THE PROBLEM
Retype every one of the following items exactly, line by line.
>>>>>
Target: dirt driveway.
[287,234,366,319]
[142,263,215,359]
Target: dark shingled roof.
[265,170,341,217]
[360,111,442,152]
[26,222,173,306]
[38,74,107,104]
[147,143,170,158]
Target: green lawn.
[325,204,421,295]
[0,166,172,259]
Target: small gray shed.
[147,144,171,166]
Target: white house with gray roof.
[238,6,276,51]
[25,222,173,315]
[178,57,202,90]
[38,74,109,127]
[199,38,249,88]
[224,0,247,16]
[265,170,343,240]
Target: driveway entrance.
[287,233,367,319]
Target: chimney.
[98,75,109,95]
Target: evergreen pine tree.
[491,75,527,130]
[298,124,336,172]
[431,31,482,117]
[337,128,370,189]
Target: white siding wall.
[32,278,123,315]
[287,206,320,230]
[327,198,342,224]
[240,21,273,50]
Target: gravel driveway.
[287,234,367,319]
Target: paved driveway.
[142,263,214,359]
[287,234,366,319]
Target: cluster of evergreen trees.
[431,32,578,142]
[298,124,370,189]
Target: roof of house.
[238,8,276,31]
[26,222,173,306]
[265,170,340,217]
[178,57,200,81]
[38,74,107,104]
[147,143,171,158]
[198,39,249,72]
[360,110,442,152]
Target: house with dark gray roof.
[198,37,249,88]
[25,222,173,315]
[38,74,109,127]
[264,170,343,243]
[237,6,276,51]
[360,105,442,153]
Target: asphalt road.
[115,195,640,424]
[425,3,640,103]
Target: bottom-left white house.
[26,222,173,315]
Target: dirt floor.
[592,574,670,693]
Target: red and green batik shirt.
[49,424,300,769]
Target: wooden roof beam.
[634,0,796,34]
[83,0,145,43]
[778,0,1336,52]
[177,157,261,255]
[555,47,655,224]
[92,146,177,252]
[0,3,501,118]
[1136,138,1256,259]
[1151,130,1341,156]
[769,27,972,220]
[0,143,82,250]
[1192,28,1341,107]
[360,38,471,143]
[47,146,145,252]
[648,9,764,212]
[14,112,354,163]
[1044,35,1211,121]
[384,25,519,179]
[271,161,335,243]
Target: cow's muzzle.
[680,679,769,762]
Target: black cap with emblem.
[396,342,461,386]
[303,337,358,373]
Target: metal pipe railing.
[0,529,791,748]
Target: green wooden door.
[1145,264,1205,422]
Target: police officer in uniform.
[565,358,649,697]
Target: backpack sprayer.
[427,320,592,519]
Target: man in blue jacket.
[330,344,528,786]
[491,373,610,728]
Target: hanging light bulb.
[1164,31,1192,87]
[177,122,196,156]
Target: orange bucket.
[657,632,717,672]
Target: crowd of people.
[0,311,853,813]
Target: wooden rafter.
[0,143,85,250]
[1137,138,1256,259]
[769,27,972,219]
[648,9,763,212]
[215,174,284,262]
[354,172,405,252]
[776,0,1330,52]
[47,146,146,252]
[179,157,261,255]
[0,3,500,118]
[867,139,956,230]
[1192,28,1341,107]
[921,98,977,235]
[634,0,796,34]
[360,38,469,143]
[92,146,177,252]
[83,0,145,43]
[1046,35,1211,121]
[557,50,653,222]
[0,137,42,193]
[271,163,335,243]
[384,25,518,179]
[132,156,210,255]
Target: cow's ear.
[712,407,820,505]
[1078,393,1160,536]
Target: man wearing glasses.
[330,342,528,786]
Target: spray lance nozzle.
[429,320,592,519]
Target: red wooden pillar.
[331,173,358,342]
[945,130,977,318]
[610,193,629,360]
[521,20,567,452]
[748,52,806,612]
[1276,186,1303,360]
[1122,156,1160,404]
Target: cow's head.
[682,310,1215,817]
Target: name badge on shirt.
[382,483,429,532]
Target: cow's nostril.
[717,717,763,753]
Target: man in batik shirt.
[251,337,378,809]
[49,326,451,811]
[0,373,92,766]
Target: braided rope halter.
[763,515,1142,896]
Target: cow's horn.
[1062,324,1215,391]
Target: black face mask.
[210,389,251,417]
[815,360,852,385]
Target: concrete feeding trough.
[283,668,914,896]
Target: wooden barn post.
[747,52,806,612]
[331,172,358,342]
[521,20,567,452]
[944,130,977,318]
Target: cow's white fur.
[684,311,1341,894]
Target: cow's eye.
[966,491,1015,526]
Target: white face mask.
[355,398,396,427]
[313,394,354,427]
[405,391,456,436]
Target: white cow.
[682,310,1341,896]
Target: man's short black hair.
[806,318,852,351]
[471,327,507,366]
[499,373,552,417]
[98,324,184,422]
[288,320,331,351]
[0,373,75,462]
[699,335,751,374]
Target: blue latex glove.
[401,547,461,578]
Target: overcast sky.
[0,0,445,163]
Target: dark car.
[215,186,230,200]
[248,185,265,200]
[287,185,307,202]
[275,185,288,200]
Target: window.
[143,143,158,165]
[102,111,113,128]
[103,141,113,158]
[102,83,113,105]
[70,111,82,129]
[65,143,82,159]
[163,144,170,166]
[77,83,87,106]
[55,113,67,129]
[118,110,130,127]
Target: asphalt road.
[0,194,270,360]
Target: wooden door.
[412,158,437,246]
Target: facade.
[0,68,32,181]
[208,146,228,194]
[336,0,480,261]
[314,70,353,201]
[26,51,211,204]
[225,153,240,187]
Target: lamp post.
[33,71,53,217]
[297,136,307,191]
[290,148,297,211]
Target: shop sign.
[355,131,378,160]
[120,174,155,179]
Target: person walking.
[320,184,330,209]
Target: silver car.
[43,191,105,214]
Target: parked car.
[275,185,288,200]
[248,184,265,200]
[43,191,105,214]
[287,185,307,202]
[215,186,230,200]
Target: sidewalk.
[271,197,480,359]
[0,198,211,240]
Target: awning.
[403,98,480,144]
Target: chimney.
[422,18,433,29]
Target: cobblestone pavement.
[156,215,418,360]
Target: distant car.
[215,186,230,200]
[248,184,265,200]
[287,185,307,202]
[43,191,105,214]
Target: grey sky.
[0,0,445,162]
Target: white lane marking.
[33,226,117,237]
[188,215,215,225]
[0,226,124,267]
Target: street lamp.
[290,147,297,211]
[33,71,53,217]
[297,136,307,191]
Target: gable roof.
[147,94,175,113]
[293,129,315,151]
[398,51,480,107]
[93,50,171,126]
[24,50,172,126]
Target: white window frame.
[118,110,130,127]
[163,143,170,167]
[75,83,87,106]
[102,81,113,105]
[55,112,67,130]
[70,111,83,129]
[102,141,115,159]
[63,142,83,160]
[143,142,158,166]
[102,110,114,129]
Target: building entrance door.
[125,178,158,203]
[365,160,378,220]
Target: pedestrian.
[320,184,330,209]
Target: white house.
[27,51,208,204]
<<<<<
THE COMPLETED TASK
Target: dirt driveway.
[287,234,366,319]
[142,263,215,359]
Target: dark shingled roof.
[265,170,341,217]
[360,111,442,152]
[26,222,173,306]
[38,74,107,104]
[147,143,170,158]
Target: green lawn.
[325,204,421,295]
[0,166,172,259]
Target: small gray shed.
[147,144,171,166]
Target: white house with gray roof.
[238,6,276,51]
[25,222,173,315]
[178,57,202,90]
[38,74,109,127]
[199,38,249,88]
[224,0,247,16]
[265,170,343,240]
Target: driveway entrance.
[287,233,367,319]
Target: chimney.
[98,75,109,95]
Target: evergreen pine tree.
[491,75,527,130]
[298,124,336,172]
[431,31,482,117]
[337,128,370,189]
Target: white siding wall.
[32,278,123,315]
[287,206,320,230]
[327,198,342,224]
[240,21,273,50]
Target: gravel driveway.
[287,234,367,319]
Target: paved driveway.
[142,263,214,359]
[287,234,366,319]
Target: cluster of evergreen trees.
[431,32,578,142]
[298,124,370,189]
Target: roof of house.
[238,8,276,31]
[26,222,173,306]
[265,170,340,217]
[178,57,200,81]
[38,74,107,104]
[147,143,171,158]
[198,39,249,72]
[360,110,442,152]
Target: house with dark gray roof.
[198,37,249,88]
[25,222,173,315]
[38,74,109,127]
[264,170,343,243]
[237,6,276,51]
[360,105,442,153]
Target: asphalt road.
[115,195,640,424]
[425,3,640,103]
Target: bottom-left white house.
[26,222,173,315]
Target: dirt floor.
[592,574,670,693]
Target: red and green batik shirt.
[49,424,300,769]
Target: wooden roof beam.
[634,0,796,34]
[83,0,145,43]
[778,0,1336,52]
[177,157,261,255]
[555,47,655,224]
[92,146,177,252]
[0,3,501,118]
[1136,138,1256,259]
[1151,130,1341,156]
[769,27,972,220]
[0,143,82,250]
[1192,28,1341,107]
[360,38,471,143]
[47,146,145,252]
[648,9,764,212]
[14,112,354,163]
[1044,35,1211,121]
[384,25,519,179]
[271,161,335,243]
Target: cow's muzzle.
[680,679,769,762]
Target: black cap with emblem.
[396,342,461,386]
[303,337,358,373]
Target: metal pipe railing.
[0,529,791,748]
Target: green wooden door.
[1145,264,1205,422]
Target: police officer in uniform.
[565,358,649,697]
Target: backpack sprayer.
[427,320,592,519]
Target: man in blue jacket.
[330,344,528,786]
[491,373,610,728]
Target: hanging light bulb.
[1164,31,1192,87]
[177,122,196,156]
Target: orange bucket.
[657,632,717,672]
Target: crowd of people.
[0,311,853,813]
Target: wooden rafter.
[0,143,85,250]
[1137,138,1256,259]
[769,27,972,219]
[648,9,763,212]
[215,174,284,262]
[354,172,405,252]
[776,0,1330,52]
[47,146,146,252]
[179,157,261,255]
[0,3,500,118]
[867,139,956,230]
[1192,28,1341,107]
[921,98,977,235]
[634,0,796,34]
[360,38,469,143]
[92,146,177,252]
[83,0,145,43]
[1046,35,1211,121]
[557,50,653,222]
[0,137,42,193]
[271,163,335,243]
[384,25,518,179]
[132,156,210,255]
Target: cow's ear.
[712,407,820,505]
[1078,393,1160,536]
Target: man wearing glasses.
[330,342,528,786]
Target: spray lance nozzle.
[429,320,592,519]
Target: red wooden pillar.
[331,173,358,342]
[945,130,977,318]
[610,193,629,360]
[521,20,567,452]
[748,52,806,612]
[1276,186,1303,360]
[1122,156,1160,404]
Target: cow's head.
[682,310,1215,817]
Target: name badge on shirt.
[382,483,429,532]
Target: cow's nostril.
[717,717,763,753]
Target: man in batik shirt.
[251,337,378,809]
[49,326,451,811]
[0,373,92,766]
Target: braided rope halter.
[763,515,1142,896]
Target: cow's horn.
[1062,324,1215,391]
Target: black face mask.
[210,389,251,417]
[815,360,852,385]
Target: concrete feeding trough.
[283,668,914,896]
Target: wooden barn post.
[747,52,806,612]
[331,172,358,342]
[521,20,567,452]
[944,130,977,318]
Target: cow's white fur.
[684,311,1341,894]
Target: cow's eye.
[966,491,1015,526]
Target: white face mask.
[355,398,396,427]
[313,394,354,427]
[405,391,456,436]
Target: white cow.
[682,310,1341,896]
Target: man's short black hair.
[806,318,852,351]
[471,327,507,366]
[499,373,552,417]
[98,324,184,422]
[288,320,331,351]
[0,373,75,462]
[699,335,751,374]
Target: blue latex glove.
[401,547,461,578]
Target: overcast sky.
[0,0,445,163]
Target: dark car.
[215,186,230,200]
[248,185,265,200]
[287,185,307,202]
[275,185,288,200]
Target: window.
[143,143,158,165]
[102,111,113,128]
[103,141,113,158]
[102,83,113,105]
[70,111,82,129]
[65,143,82,159]
[163,144,170,166]
[77,83,87,106]
[55,113,67,129]
[118,110,130,127]
Target: asphalt road.
[0,194,270,360]
Target: wooden door.
[412,158,437,246]
Target: facade.
[0,68,32,181]
[208,146,228,194]
[336,0,480,261]
[314,70,353,201]
[26,51,211,204]
[225,153,240,187]
Target: lamp post.
[33,71,53,217]
[297,136,307,191]
[290,148,297,211]
Target: shop sign.
[355,131,378,160]
[120,174,155,179]
Target: person walking.
[320,184,330,209]
Target: silver car.
[43,191,105,214]
Target: parked car.
[275,185,288,200]
[248,184,265,200]
[43,191,105,214]
[287,185,307,202]
[215,186,230,200]
Target: sidewalk.
[271,197,480,359]
[0,198,211,240]
Target: awning.
[403,98,480,144]
Target: chimney.
[422,18,433,29]
Target: cobblestone pavement.
[156,215,418,360]
Target: distant car.
[215,186,230,200]
[248,184,265,200]
[287,185,307,202]
[43,191,105,214]
Target: grey sky.
[0,0,445,162]
Target: white lane marking.
[33,226,117,237]
[188,215,215,225]
[0,226,124,267]
Target: street lamp.
[290,147,297,211]
[33,71,53,217]
[297,136,307,191]
Target: gable roof.
[147,94,175,113]
[293,129,315,151]
[398,51,480,107]
[93,50,171,126]
[24,50,172,126]
Target: white window frame.
[118,110,130,127]
[163,143,170,167]
[75,83,87,106]
[102,81,113,105]
[55,112,67,130]
[70,111,83,129]
[102,141,115,159]
[63,142,83,160]
[143,142,158,166]
[102,110,114,129]
Target: building entrance door.
[125,178,158,203]
[365,160,378,220]
Target: pedestrian.
[320,184,330,209]
Target: white house.
[27,51,208,204]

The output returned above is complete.